Short exercise 1 => Reproduce the passage of the crime-plotting walkthrough between "In this stage" and "raw crime numbers.", inclusive.
Short exercise 2 => Add 43 to every coordinate in the polygon answers of the entries and write out all the entries again with their requests. Leave the pictures out of your answer.

In this stage of the life cycle we plot the data to observe potential trends and see what would be useful to analyze. Let's start by plotting the number of violent crimes over time for each region.
plt.rcParams['figure.figsize'] = [10,10]
regions = [total, northeast, new_england, middle_atlantic, midwest, east_north_central, west_north_central,
south, south_atlantic, east_south_central, west_south_central, west, mountain, pacific]
for region in regions:
plt.plot(region["Year"], region["Violent Crime"], label=region.name)
plt.legend(bbox_to_anchor=(1.05, 1), loc=2, borderaxespad=0.)
plt.gca().invert_xaxis()
plt.title("Violent Crime over Time")
plt.show()
plt.close()
After plotting the data we can see that over time, crime is decreasing. However, different regions have different populations, so it may be more useful to look at crime rate over time instead of the raw crime numbers.
for region in regions:
plt.plot(region["Year"], region["Violent Crime Rate per 100,000"], label=region.name)
plt.legend(bbox_to_anchor=(1.05, 1), loc=2, borderaxespad=0.)
#print(region["Year"])
plt.gca().invert_xaxis()
plt.show()
plt.close()
As we can see, looking at crime rate is more informative compared to looking at the raw numbers. Crime rate is still decreasing over time, but now we have a better visual for how things are changing over time.
Now let's plot the rates for different types of crime over time for each region.
crimes = ["Violent Crime Rate per 100,000", "Muderer Rate", "Rape (Revised) Rate", "Robbery Rate",
"Aggravated Assault Rate", "Property Crime Rate", "Burglary Rate", "Larceny-Theft Rate",
"Motor Vehicle Theft Rate"]
for i in range(14):
for crime in crimes:
#axes[i].
plt.plot(regions[i]["Year"], regions[i][crime],label=crime)
plt.title(regions[i].name)
plt.legend(bbox_to_anchor=(1.05, 1), loc=2, borderaxespad=0.)
plt.gca().invert_xaxis()
plt.show()
plt.close()
plt.show()
plt.close()
As we can see from these plots, for all the regions the most common crime is property crime. For most regions crime is either decreasing or staying constant. However, in some regions, like the midwest and east north central, the violent crime rate is starting to increase. In addition, in the mountain and pacific regions the motor vehicle theft rate is also starting to increase.

Data excerpts =>
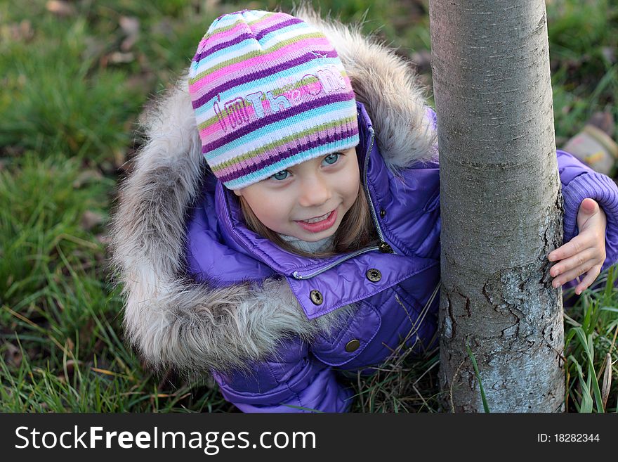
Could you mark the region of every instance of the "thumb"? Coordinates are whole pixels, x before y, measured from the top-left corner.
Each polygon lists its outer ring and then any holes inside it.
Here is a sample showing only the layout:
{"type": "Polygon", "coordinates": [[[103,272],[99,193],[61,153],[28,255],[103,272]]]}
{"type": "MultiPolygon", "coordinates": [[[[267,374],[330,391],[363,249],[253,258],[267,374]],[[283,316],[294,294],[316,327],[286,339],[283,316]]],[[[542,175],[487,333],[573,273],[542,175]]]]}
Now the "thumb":
{"type": "Polygon", "coordinates": [[[579,212],[577,213],[577,225],[580,228],[586,223],[589,218],[598,212],[599,205],[596,200],[586,198],[579,205],[579,212]]]}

Final result 1 =>
In this stage of the life cycle we plot the data to observe potential trends and see what would be useful to analyze. Let's start by plotting the number of violent crimes over time for each region.
plt.rcParams['figure.figsize'] = [10,10]
regions = [total, northeast, new_england, middle_atlantic, midwest, east_north_central, west_north_central,
south, south_atlantic, east_south_central, west_south_central, west, mountain, pacific]
for region in regions:
plt.plot(region["Year"], region["Violent Crime"], label=region.name)
plt.legend(bbox_to_anchor=(1.05, 1), loc=2, borderaxespad=0.)
plt.gca().invert_xaxis()
plt.title("Violent Crime over Time")
plt.show()
plt.close()
After plotting the data we can see that over time, crime is decreasing. However, different regions have different populations, so it may be more useful to look at crime rate over time instead of the raw crime numbers.

Final result 2 =>
Could you mark the region of every instance of the "thumb"? Coordinates are whole pixels, x before y, measured from the top-left corner.
Each polygon lists its outer ring and then any holes inside it.
Here is a sample showing only the layout:
{"type": "Polygon", "coordinates": [[[103,272],[99,193],[61,153],[28,255],[103,272]]]}
{"type": "MultiPolygon", "coordinates": [[[[267,374],[330,391],[363,249],[253,258],[267,374]],[[283,316],[294,294],[316,327],[286,339],[283,316]]],[[[542,175],[487,333],[573,273],[542,175]]]]}
Now the "thumb":
{"type": "Polygon", "coordinates": [[[622,255],[620,256],[620,268],[623,271],[629,266],[632,261],[641,255],[642,248],[639,243],[629,241],[622,248],[622,255]]]}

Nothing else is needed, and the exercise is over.